◆ Your assignment
Your answer must consist of the lines running from the one that holds "Can you find the wet" to the end of the data, copied exactly.

'''

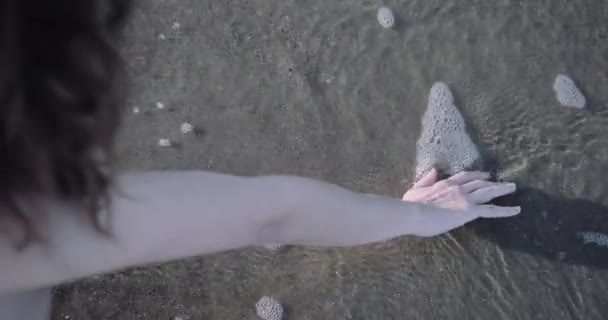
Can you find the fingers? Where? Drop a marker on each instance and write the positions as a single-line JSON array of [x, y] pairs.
[[427, 180], [491, 211], [475, 185], [486, 194], [467, 176]]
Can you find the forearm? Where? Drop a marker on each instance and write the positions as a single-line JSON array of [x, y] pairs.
[[163, 216], [156, 217], [323, 214]]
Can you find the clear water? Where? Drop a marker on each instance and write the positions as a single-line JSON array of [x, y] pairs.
[[318, 88]]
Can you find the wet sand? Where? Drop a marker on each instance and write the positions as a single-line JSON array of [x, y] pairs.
[[319, 89]]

'''

◆ Task result
Can you find the wet sand? Where? Drop a marker on each instance and write the positions as a single-line JSON array of [x, y] pairs.
[[319, 89]]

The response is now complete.